Compito A:
Ricopia il testo fornito da "Ma d’altronde, e" a "è più quella?".
Compito B:
Per ciascuna affermazione indica se concorda con il testo fornito, rispondendo sì o no e citando alla lettera le parole del testo che lo decidono. (i) L'autore parafrasa Cusano. (ii) Il buon maestro ci avrebbe costretti con durezza a pensare con la nostra testa. (iii) Gli allievi intimi di Leonardo volevano chiudere la sua "Schola".

Testo fornito:
Parafrasando Cusano direi che proprio là dove con la sua lente il maestro ci stimolava a porre attenzione al contenuto di un testo e ad andare in profondità, se c’è un sole splendente proprio in quel punto i suoi raggi amplificati fan sì che la carta bruci, e che nasca un fuoco. Ma poi il buon maestro ci avrebbe “costretto” dolcemente a pensare con la nostra testa e ad infiammarci con il nostro spirito.
Ma d’altronde, e tuttavia, anche quando muore un mastro artigiano che fu un grande artista, cos’è poi la sua bottega pur piena dei suoi apprendisti e compagni?  Cosa era altrimenti lo sconcerto degli allievi intimi di Leonardo che pur intendevano dar continuità alla sua “Schola” ? E poi dopo la loro scomparsa? A maggior ragione dunque quando morirono i compagni di Socrate, o di Siddharta Gautama il Buddha, o di Gesù, o dei grandi Rebbe, dei venerabili Sufi, o dei saggi cinesi, quando poi morirono non solo i loro grandi allievi creativi, ma anche venne  poi meno la stessa memoria diretta di quell’atmosfera che era stata il collante di quella cerchia, e dunque che resta quando tutte le condizioni sono mutate, e l’aria stessa che si respira non è più quella?

Voci del dataset:
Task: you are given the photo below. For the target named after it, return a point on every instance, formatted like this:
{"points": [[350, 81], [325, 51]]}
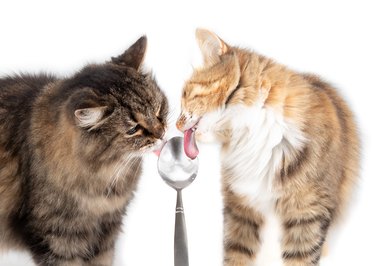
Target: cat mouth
{"points": [[190, 145]]}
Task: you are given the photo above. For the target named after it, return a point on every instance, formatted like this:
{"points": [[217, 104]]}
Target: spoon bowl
{"points": [[176, 169]]}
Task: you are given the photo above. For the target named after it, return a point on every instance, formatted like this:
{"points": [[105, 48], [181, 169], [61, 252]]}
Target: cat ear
{"points": [[211, 45], [89, 117], [133, 56]]}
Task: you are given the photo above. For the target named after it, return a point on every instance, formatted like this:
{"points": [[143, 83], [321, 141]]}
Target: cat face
{"points": [[116, 106], [210, 89]]}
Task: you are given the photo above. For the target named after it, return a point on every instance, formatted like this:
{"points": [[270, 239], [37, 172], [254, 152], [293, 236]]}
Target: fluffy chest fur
{"points": [[260, 138]]}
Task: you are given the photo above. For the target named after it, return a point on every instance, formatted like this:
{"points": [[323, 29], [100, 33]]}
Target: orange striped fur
{"points": [[307, 166]]}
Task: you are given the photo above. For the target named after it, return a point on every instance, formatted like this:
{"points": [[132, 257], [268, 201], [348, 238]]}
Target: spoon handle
{"points": [[180, 239]]}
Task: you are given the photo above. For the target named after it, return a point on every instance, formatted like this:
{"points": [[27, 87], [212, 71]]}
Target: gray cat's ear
{"points": [[133, 57], [89, 117], [211, 45]]}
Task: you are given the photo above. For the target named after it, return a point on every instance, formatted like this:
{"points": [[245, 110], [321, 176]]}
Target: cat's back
{"points": [[17, 95]]}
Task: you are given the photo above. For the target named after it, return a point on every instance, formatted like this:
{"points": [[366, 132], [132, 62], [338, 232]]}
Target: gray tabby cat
{"points": [[70, 157]]}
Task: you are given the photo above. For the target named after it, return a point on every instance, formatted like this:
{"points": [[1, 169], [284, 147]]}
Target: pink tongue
{"points": [[190, 146]]}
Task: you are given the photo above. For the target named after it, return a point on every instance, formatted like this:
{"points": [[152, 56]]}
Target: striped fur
{"points": [[290, 152], [70, 157]]}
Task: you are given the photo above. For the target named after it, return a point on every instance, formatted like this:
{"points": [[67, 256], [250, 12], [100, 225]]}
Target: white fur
{"points": [[260, 138]]}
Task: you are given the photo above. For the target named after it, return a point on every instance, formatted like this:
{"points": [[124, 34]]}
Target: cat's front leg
{"points": [[303, 240], [241, 232]]}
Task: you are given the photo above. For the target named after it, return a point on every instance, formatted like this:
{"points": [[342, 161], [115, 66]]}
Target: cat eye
{"points": [[133, 130]]}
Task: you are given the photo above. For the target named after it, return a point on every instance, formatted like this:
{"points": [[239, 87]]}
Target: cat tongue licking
{"points": [[190, 146]]}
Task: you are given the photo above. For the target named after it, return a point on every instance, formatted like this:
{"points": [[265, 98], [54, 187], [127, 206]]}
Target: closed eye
{"points": [[133, 130]]}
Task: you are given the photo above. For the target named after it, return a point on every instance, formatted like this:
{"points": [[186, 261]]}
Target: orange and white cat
{"points": [[290, 152]]}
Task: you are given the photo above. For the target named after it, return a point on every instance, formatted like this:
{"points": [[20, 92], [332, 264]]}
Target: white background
{"points": [[331, 38]]}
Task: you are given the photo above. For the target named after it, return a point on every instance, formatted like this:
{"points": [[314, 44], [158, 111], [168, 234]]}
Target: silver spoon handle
{"points": [[181, 257]]}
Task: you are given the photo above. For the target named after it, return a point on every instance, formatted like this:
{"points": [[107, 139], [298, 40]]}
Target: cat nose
{"points": [[159, 132]]}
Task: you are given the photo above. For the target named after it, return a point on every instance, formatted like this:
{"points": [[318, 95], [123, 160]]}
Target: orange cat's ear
{"points": [[133, 57], [211, 45]]}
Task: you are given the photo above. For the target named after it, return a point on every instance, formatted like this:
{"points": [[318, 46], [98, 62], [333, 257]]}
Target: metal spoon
{"points": [[178, 171]]}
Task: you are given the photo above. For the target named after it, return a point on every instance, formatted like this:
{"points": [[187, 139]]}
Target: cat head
{"points": [[115, 107], [211, 87]]}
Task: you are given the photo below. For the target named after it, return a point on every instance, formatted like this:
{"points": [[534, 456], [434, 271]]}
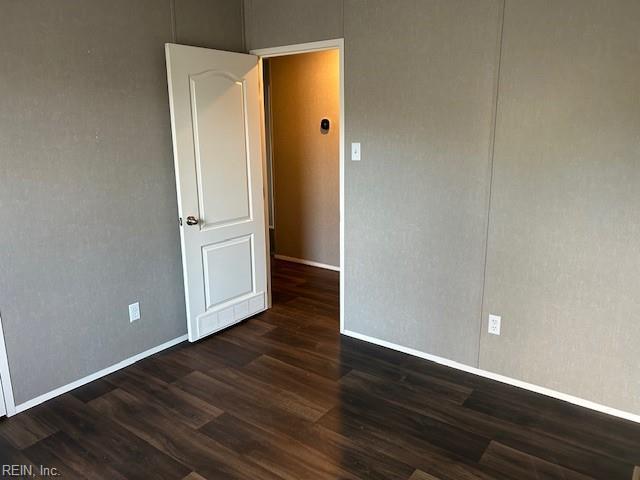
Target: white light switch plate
{"points": [[494, 324], [355, 151], [134, 312]]}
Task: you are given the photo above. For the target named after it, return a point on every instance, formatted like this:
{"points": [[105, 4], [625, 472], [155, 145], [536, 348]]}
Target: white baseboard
{"points": [[308, 262], [94, 376], [499, 378]]}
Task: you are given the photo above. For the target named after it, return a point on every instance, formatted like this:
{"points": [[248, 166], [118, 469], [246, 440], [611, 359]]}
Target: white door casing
{"points": [[215, 119]]}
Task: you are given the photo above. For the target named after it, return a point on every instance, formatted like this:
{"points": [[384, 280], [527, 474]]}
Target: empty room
{"points": [[305, 239]]}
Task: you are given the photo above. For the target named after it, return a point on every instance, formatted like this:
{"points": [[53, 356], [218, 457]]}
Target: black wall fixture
{"points": [[324, 126]]}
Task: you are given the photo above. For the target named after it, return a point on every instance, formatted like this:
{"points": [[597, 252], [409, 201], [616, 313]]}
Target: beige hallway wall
{"points": [[306, 177], [563, 256]]}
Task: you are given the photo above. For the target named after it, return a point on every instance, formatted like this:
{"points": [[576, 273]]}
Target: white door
{"points": [[3, 408], [215, 118]]}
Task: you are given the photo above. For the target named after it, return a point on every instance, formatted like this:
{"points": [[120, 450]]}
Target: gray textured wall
{"points": [[306, 162], [87, 191], [564, 245], [563, 255]]}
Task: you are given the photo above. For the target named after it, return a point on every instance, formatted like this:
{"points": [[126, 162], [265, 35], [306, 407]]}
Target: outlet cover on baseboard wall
{"points": [[494, 324]]}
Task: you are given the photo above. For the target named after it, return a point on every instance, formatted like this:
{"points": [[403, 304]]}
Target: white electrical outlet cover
{"points": [[494, 324], [134, 312], [355, 151]]}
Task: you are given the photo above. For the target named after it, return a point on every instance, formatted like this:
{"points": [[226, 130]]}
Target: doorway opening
{"points": [[303, 90]]}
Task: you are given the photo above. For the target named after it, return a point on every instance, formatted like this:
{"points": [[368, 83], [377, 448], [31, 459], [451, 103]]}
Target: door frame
{"points": [[6, 388], [334, 44]]}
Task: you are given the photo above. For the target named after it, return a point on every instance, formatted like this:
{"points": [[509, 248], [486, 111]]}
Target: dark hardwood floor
{"points": [[284, 396]]}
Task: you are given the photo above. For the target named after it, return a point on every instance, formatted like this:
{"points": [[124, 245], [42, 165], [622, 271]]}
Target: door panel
{"points": [[219, 119], [215, 119], [233, 257]]}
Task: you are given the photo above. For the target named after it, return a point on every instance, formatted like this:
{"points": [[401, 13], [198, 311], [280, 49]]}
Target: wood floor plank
{"points": [[519, 465], [74, 456], [23, 431], [280, 453], [420, 475], [184, 445]]}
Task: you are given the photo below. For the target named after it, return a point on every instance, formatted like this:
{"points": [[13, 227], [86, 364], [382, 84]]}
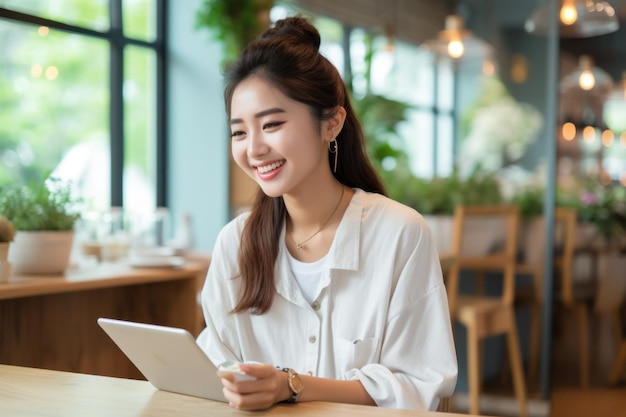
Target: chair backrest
{"points": [[501, 223], [444, 405]]}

Risultato esercizio A:
Ma d’altronde, e tuttavia, anche quando muore un mastro artigiano che fu un grande artista, cos’è poi la sua bottega pur piena dei suoi apprendisti e compagni?  Cosa era altrimenti lo sconcerto degli allievi intimi di Leonardo che pur intendevano dar continuità alla sua “Schola” ? E poi dopo la loro scomparsa? A maggior ragione dunque quando morirono i compagni di Socrate, o di Siddharta Gautama il Buddha, o di Gesù, o dei grandi Rebbe, dei venerabili Sufi, o dei saggi cinesi, quando poi morirono non solo i loro grandi allievi creativi, ma anche venne  poi meno la stessa memoria diretta di quell’atmosfera che era stata il collante di quella cerchia, e dunque che resta quando tutte le condizioni sono mutate, e l’aria stessa che si respira non è più quella?

Risultato esercizio B:
(i) Sì: «Parafrasando Cusano direi»
(ii) No: «il buon maestro ci avrebbe “costretto” dolcemente a pensare con la nostra testa»
(iii) No: «che pur intendevano dar continuità alla sua “Schola”»